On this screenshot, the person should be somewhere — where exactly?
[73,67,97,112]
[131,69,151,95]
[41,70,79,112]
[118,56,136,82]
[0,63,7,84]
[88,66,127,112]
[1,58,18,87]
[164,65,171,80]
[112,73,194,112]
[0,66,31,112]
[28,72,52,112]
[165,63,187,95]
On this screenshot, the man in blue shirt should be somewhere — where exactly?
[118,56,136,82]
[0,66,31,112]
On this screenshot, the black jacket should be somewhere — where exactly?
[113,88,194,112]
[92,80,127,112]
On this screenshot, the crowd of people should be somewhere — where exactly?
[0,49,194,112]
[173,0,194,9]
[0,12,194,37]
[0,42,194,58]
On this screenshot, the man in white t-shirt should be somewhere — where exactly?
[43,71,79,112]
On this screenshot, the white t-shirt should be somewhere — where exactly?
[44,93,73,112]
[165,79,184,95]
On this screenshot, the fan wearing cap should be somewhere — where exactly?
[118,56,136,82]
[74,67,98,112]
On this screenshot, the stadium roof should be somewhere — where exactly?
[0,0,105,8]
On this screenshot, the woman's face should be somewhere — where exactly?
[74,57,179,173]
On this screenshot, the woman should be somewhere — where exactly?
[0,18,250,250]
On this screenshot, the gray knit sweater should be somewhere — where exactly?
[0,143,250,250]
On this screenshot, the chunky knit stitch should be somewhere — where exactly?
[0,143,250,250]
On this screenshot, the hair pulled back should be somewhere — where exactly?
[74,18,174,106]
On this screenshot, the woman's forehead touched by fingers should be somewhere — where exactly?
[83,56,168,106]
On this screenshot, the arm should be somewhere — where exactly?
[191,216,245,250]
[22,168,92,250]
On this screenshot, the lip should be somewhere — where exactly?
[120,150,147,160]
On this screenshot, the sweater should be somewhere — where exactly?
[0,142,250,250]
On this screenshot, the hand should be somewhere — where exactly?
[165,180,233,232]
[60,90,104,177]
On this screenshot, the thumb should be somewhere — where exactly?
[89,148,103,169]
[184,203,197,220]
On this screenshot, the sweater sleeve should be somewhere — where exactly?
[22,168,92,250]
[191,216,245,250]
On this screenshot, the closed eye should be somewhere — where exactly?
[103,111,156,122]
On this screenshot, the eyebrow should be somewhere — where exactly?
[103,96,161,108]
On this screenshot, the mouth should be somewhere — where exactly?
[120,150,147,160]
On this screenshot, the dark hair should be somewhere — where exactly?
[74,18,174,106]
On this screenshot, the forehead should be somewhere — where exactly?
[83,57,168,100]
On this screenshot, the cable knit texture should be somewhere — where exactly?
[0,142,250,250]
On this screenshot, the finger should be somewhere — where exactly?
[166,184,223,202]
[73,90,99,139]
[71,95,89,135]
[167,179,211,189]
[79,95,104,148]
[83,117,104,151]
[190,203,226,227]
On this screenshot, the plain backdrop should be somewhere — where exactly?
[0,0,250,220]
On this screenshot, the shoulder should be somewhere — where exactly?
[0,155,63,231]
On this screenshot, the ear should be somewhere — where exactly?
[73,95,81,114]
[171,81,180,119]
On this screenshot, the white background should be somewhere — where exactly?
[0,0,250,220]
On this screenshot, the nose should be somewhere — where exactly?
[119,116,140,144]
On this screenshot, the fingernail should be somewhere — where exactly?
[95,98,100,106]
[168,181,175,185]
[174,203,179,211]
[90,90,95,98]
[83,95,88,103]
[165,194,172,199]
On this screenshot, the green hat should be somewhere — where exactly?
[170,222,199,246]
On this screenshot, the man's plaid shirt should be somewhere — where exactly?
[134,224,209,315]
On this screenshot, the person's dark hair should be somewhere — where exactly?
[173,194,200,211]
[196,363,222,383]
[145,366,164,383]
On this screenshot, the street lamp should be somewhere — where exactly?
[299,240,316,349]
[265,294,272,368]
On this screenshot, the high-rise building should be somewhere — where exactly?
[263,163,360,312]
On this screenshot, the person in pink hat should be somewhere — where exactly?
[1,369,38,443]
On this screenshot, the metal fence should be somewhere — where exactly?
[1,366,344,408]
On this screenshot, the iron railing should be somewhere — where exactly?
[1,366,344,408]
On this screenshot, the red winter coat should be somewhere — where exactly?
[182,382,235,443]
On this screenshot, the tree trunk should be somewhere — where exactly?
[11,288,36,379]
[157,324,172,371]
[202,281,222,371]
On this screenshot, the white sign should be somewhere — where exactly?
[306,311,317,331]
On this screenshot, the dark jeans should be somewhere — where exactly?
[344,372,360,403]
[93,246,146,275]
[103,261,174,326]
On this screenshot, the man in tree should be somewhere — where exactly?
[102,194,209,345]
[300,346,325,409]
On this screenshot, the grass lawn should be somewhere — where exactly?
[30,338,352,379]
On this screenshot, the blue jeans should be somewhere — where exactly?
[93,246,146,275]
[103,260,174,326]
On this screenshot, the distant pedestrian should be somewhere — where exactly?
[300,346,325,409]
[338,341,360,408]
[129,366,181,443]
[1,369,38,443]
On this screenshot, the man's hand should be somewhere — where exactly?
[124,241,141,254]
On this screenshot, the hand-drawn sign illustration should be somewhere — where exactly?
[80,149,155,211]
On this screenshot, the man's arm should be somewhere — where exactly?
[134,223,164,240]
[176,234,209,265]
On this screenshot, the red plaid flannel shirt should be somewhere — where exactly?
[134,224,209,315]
========================
Problem requirements: Duplicate all of the rows above word for word, with no changes.

Solution to the exercise:
On this screenshot, the person should be somewhere — where exactly?
[73,67,97,112]
[131,69,151,95]
[41,70,79,112]
[118,56,136,82]
[0,63,7,84]
[88,66,127,112]
[1,58,18,87]
[164,65,171,80]
[112,73,194,112]
[0,66,31,112]
[28,72,52,112]
[165,63,187,95]
On this screenshot, the man in blue shirt should be somewhere — where exactly?
[118,56,136,82]
[0,66,31,112]
On this screenshot, the black jacket should be somewhere — where exactly?
[113,88,194,112]
[92,80,127,112]
On this screenshot, the crowd of people should be somewhere — where exactly?
[0,49,194,112]
[173,0,194,9]
[0,12,194,37]
[0,42,194,58]
On this screenshot, the man in white t-shirt should be somewhere — where exactly?
[43,71,79,112]
On this screenshot, the white t-shirt should be somewhere — where exactly?
[44,93,73,112]
[165,79,184,95]
On this screenshot, the fan wearing cap should be somewhere — where exactly?
[118,56,136,82]
[74,67,98,112]
On this screenshot, the stadium roof should be somewhere — where exactly?
[0,0,105,8]
On this screenshot, the woman's face should be somewhere — where exactly?
[74,57,179,173]
On this screenshot, the woman should be somewhere — where exactly?
[0,18,250,250]
On this screenshot, the gray knit sweater should be somewhere — where exactly?
[0,143,250,250]
On this screenshot, the chunky knit stitch should be somewhere — where exactly?
[0,143,250,250]
On this screenshot, the hair pulled back should be somewhere — where exactly?
[74,18,174,106]
On this screenshot, the woman's forehead touched by fingers should be somewhere — where exactly?
[83,56,168,106]
On this screenshot, the arm should be somewhere — where exactly?
[191,216,245,250]
[22,168,92,250]
On this screenshot, the lip should be somewhere — where exactly?
[120,150,147,160]
On this screenshot, the sweater should be somewhere — where exactly?
[0,142,250,250]
On this screenshot, the hand should be somewhere — where exactly?
[165,180,233,232]
[60,90,104,177]
On this screenshot, the thumb should be somewhere — where exactly?
[89,148,103,169]
[184,203,197,220]
On this screenshot, the sweater sleeve should be somewhere — where exactly?
[22,168,92,250]
[191,216,245,250]
On this screenshot, the closed eye should be somewhere — where exactly?
[103,111,156,122]
On this screenshot, the eyebrow should be somewhere — where exactly?
[103,96,161,108]
On this screenshot, the mouth should be somewhere — where exactly?
[120,150,147,160]
On this screenshot, the dark hair should be somewhere — where exactly?
[74,18,174,106]
On this screenshot, the forehead should be somewhere — where exactly?
[83,57,168,100]
On this screenshot, the cable knit texture should be somewhere — where exactly?
[0,142,250,250]
On this screenshot, the finger should be somewhere — where exactly?
[166,184,223,202]
[73,90,99,139]
[71,95,89,135]
[167,179,211,189]
[79,95,104,148]
[83,117,104,151]
[190,203,226,227]
On this screenshot, the plain backdrop should be somewhere — where exactly?
[0,0,250,220]
On this screenshot, the shoulder should be somewhere — where exactly?
[0,155,63,231]
On this screenshot, the ear should be somewhere — where exactly?
[73,95,81,114]
[171,81,180,119]
On this screenshot, the white background should be somewhere — where exactly?
[0,0,250,220]
On this screenshot, the nose should be somewhere — where exactly?
[119,116,140,144]
On this screenshot, the fingernail should be somewhere — where exactly?
[95,98,100,106]
[168,181,175,185]
[174,203,179,211]
[90,90,95,98]
[83,95,88,103]
[165,194,172,199]
On this screenshot, the green hat should be somewhere — where exactly?
[170,222,199,246]
On this screenshot, the man's plaid shirt should be somewhere — where exactly?
[134,224,209,315]
On this screenshot, the person's dark hair should be somewhere — where exactly?
[173,194,200,211]
[196,363,222,383]
[145,366,164,383]
On this screenshot, the street lamp should be somewhere — where exactly?
[299,240,316,349]
[265,294,272,368]
On this screenshot, the high-rise building should be somewhere — where exactly?
[263,163,360,312]
On this screenshot, the person in pink hat should be somewhere — where exactly?
[1,369,38,443]
On this screenshot, the metal fence should be somewhere — where exactly?
[1,366,344,408]
On this screenshot, the iron railing should be somewhere — where exactly?
[1,366,344,408]
On this screenshot, the red winter coat should be somewhere — where exactly?
[182,382,235,443]
On this screenshot, the tree trunk should be somewhere — where exactly?
[11,288,36,379]
[157,324,172,371]
[202,281,222,371]
On this screenshot, the white sign should be somewhere — where exactly?
[306,311,317,331]
On this screenshot, the dark jeans should be somewhere — where exactly?
[344,372,360,403]
[93,246,146,275]
[103,261,174,326]
On this screenshot, the man in tree should be somewhere — where exactly?
[102,194,209,345]
[300,346,325,409]
On this screenshot, the grass lawn should be somewhere — where exactly?
[30,338,352,379]
On this screenshot, the blue jeans should be somewhere — where exactly?
[93,246,146,275]
[103,260,174,326]
On this screenshot, the distant pedestrian should be somewhere — where exactly?
[300,346,325,409]
[338,341,360,408]
[129,366,181,443]
[1,369,38,443]
On this screenshot, the man's hand should be somewhere — where exactly?
[124,241,141,254]
On this screenshot, the hand-drawn sign illustration should be somewhere — where exactly?
[80,149,155,211]
On this screenshot, the man's arm should be somewhere — where exactly?
[134,223,164,240]
[176,234,209,265]
On this screenshot, the red plaid flannel shirt should be somewhere — where exactly?
[134,224,209,315]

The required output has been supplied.